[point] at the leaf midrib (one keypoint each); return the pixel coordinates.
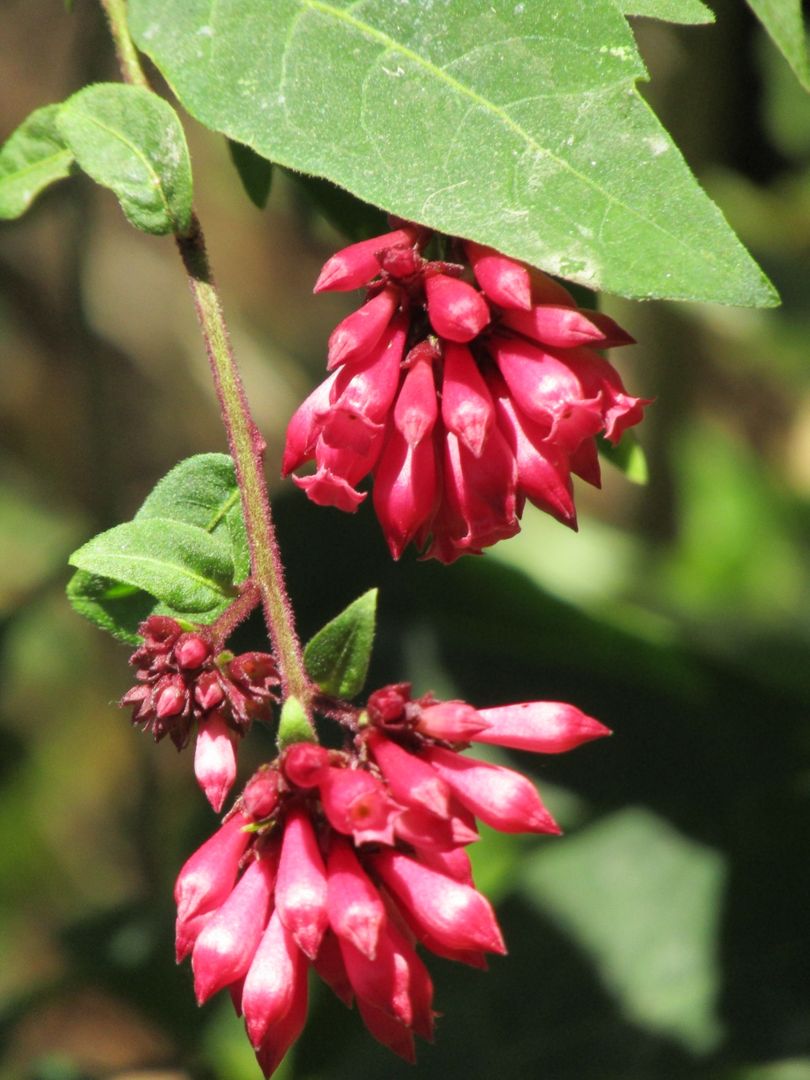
(342, 15)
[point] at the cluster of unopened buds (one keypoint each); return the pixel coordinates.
(463, 387)
(188, 686)
(348, 860)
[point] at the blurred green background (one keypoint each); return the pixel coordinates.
(667, 934)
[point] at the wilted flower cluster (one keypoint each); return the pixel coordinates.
(463, 387)
(349, 860)
(187, 685)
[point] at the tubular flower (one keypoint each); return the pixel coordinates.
(351, 861)
(186, 685)
(463, 389)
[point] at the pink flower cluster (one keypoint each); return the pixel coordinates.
(349, 860)
(187, 684)
(464, 388)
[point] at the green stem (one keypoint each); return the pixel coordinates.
(127, 57)
(244, 440)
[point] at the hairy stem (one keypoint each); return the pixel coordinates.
(244, 440)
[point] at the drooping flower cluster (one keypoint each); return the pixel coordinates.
(187, 685)
(462, 402)
(349, 860)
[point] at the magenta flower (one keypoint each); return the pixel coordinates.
(188, 686)
(463, 389)
(351, 861)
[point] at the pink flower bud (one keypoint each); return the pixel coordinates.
(358, 805)
(409, 779)
(270, 981)
(353, 338)
(416, 410)
(225, 948)
(500, 797)
(206, 877)
(215, 759)
(170, 697)
(326, 489)
(504, 282)
(300, 892)
(449, 720)
(453, 913)
(191, 651)
(305, 764)
(544, 727)
(208, 691)
(556, 325)
(305, 427)
(405, 487)
(387, 1030)
(467, 404)
(260, 796)
(358, 264)
(329, 966)
(456, 310)
(382, 982)
(543, 472)
(282, 1035)
(355, 908)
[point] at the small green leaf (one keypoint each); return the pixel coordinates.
(202, 490)
(180, 565)
(294, 725)
(337, 658)
(784, 23)
(132, 142)
(669, 11)
(628, 456)
(255, 172)
(31, 159)
(117, 608)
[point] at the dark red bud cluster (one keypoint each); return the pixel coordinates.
(184, 678)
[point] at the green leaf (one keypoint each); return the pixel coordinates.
(202, 490)
(200, 494)
(784, 23)
(31, 159)
(628, 456)
(132, 142)
(515, 124)
(670, 11)
(255, 172)
(181, 565)
(337, 658)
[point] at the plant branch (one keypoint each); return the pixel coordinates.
(244, 440)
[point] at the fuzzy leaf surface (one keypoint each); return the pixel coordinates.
(337, 658)
(130, 140)
(31, 159)
(515, 124)
(785, 24)
(199, 494)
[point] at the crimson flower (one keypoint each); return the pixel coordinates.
(463, 388)
(186, 686)
(350, 861)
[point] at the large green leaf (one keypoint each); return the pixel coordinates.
(132, 142)
(31, 159)
(516, 124)
(784, 22)
(670, 11)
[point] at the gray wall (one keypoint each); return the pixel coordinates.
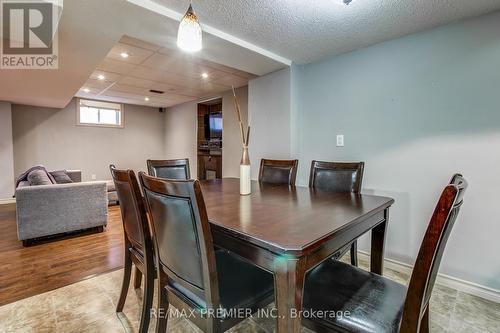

● WHAT TO DO
Pull out every line in the records above that contains the word "green", and copy each one unchanged.

● SOLUTION TO THIS EXERCISE
[point] at the blurred green background (one keypoint each); return the pixel coordinates.
[point] at the green stem (one keypoint each); return the pixel coordinates.
[point] at the small green leaf (one keypoint each); return the pixel coordinates.
[point] at the green leaf (one keypoint each); return the pixel coordinates.
[point] at the large green leaf (one keypoint each); return the pixel coordinates.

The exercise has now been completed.